(Items from a dataset)
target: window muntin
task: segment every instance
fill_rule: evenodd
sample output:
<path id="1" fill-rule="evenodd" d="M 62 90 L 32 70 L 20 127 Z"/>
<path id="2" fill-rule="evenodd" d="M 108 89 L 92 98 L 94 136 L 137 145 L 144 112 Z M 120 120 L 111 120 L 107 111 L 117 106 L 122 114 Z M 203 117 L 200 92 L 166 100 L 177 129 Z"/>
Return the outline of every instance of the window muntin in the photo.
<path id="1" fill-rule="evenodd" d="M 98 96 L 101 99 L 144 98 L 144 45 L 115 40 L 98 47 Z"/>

...

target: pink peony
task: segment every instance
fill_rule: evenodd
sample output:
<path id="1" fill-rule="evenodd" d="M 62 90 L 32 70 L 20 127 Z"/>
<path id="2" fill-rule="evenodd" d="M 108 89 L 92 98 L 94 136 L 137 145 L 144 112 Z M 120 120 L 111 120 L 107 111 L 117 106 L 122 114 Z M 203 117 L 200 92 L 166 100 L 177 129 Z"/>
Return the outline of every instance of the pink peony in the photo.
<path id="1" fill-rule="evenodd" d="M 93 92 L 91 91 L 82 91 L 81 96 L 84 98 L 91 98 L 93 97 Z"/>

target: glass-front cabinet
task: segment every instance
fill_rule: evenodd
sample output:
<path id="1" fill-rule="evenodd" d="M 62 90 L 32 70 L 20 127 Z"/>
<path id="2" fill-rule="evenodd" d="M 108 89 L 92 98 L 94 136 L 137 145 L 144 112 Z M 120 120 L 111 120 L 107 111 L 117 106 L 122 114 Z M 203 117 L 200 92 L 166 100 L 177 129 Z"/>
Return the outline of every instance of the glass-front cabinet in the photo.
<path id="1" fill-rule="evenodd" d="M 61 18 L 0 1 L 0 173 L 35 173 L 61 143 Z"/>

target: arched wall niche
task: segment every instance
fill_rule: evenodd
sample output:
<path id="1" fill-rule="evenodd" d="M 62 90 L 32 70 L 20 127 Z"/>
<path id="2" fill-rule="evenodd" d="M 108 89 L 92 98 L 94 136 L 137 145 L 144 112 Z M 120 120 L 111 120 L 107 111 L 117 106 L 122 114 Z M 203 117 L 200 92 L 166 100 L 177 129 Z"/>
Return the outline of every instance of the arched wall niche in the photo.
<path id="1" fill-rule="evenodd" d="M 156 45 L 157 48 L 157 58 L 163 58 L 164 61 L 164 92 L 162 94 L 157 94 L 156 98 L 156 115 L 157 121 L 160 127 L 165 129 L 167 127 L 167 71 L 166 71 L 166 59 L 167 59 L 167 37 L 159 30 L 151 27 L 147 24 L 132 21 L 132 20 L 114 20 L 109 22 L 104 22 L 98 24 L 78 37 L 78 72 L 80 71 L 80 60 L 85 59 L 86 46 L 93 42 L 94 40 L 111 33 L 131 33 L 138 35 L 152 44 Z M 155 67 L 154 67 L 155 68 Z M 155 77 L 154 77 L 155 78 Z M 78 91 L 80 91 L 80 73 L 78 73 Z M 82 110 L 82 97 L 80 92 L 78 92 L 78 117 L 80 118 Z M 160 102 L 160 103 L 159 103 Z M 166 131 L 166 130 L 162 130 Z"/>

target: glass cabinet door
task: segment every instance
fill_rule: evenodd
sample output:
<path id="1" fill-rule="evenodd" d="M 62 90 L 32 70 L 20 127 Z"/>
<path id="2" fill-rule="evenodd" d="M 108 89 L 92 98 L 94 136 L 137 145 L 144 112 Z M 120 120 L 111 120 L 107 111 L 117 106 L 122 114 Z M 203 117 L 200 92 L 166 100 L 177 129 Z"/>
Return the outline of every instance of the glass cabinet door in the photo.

---

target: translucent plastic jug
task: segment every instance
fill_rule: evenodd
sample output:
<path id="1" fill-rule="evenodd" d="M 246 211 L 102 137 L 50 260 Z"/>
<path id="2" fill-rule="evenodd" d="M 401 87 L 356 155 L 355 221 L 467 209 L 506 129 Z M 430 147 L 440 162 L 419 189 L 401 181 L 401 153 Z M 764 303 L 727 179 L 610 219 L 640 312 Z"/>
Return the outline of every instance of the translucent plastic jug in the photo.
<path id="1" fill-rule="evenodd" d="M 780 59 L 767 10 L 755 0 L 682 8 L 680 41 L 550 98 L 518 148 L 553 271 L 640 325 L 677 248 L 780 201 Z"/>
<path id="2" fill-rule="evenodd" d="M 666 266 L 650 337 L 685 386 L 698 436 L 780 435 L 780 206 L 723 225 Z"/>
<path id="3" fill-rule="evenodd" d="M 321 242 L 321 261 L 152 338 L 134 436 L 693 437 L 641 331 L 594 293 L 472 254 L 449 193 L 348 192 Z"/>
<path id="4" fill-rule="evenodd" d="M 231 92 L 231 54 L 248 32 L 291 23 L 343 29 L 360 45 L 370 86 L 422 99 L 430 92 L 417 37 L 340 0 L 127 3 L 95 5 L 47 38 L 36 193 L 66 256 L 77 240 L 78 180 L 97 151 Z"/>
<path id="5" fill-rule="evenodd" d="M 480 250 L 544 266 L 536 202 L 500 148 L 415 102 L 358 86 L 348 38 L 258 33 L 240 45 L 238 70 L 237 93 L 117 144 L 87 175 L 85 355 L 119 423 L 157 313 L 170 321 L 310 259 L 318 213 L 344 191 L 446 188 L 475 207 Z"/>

_DIRECTIONS_
Scan the records above, then copy out each line that mentions "door".

_ANSWER SECTION_
target: glass cabinet door
Return the outline of every instance of the glass cabinet door in the photo.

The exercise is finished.